• Stated goal
Retype the data that follows line by line, exactly, and leave its pictures out.

• The input
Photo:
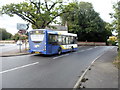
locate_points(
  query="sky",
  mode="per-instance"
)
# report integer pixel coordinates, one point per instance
(103, 7)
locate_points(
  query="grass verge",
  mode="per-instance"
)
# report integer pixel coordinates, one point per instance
(117, 61)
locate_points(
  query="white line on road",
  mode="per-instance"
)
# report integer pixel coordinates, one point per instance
(80, 79)
(18, 67)
(60, 56)
(89, 48)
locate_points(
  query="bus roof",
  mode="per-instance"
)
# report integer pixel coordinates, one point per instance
(56, 32)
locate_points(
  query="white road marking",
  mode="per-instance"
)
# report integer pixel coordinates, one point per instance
(60, 56)
(89, 48)
(81, 51)
(18, 67)
(80, 79)
(95, 47)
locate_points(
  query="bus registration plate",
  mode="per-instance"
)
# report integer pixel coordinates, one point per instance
(37, 52)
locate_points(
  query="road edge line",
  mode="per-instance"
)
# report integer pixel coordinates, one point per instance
(80, 79)
(5, 71)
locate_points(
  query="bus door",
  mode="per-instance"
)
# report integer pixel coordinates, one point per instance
(53, 43)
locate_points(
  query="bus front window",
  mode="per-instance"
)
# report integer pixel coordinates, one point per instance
(37, 37)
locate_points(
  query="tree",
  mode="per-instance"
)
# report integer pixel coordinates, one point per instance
(87, 23)
(4, 35)
(116, 24)
(39, 14)
(116, 21)
(18, 36)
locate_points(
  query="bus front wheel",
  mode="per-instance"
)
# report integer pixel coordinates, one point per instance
(59, 51)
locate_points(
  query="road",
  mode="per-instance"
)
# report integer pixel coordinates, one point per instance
(39, 71)
(7, 48)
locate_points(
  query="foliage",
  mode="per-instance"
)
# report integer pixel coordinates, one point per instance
(18, 36)
(4, 35)
(87, 23)
(39, 14)
(112, 40)
(116, 23)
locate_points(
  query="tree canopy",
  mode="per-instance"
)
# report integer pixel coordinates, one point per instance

• Result of this task
Photo:
locate_points(
  query="sky",
  mode="per-instance"
)
# report integer pixel coordinates, one point per instance
(103, 7)
locate_points(
  query="grass verge",
  mode="per-instance"
)
# report integer pixel coordinates, one point per instance
(117, 61)
locate_points(
  query="white line on road",
  mode="per-instance"
)
# report integer pixel coordinates, one point per instance
(80, 79)
(18, 67)
(60, 56)
(89, 48)
locate_points(
  query="bus roof",
  mode="per-instance"
)
# report integer pixel coordinates, one point per instance
(56, 32)
locate_points(
  query="white road marking",
  mode="per-instance"
)
# report integer pixel coordinates, one point per instance
(60, 56)
(89, 48)
(81, 51)
(18, 67)
(80, 79)
(95, 47)
locate_points(
  query="bus registration plate",
  mode="per-instance"
)
# report integer pixel coordinates, one point per instance
(37, 52)
locate_points(
  query="road edge line",
  mode="per-instance"
)
# report integer pixel coordinates, one point per instance
(80, 79)
(5, 71)
locate_points(
  query="bus door",
  mode="per-instance"
)
# report integer pixel coordinates, one point per instance
(53, 43)
locate_points(
  query="bus front window",
  mode="per-instance"
)
# report integer pixel coordinates, one point per instance
(37, 37)
locate_points(
  query="tree",
  mode="per-instance"
)
# report integer pixel coordinates, one point per instance
(87, 23)
(4, 35)
(116, 24)
(39, 14)
(116, 21)
(18, 36)
locate_points(
  query="bus front wheel",
  mode="per-instance"
)
# report integer pixel coordinates, one point per instance
(59, 51)
locate_points(
  query="road",
  mode="per-instance"
)
# report integer pixel coordinates, one point per instance
(39, 71)
(7, 48)
locate_points(
  query="foliage",
  mode="per-instance"
)
# report integer pixel coordinates, one point per instance
(18, 36)
(4, 35)
(87, 23)
(39, 14)
(112, 40)
(116, 23)
locate_points(
  query="tree canopy",
  mode="per-instance"
)
# report integer pixel coordinates, one point per instance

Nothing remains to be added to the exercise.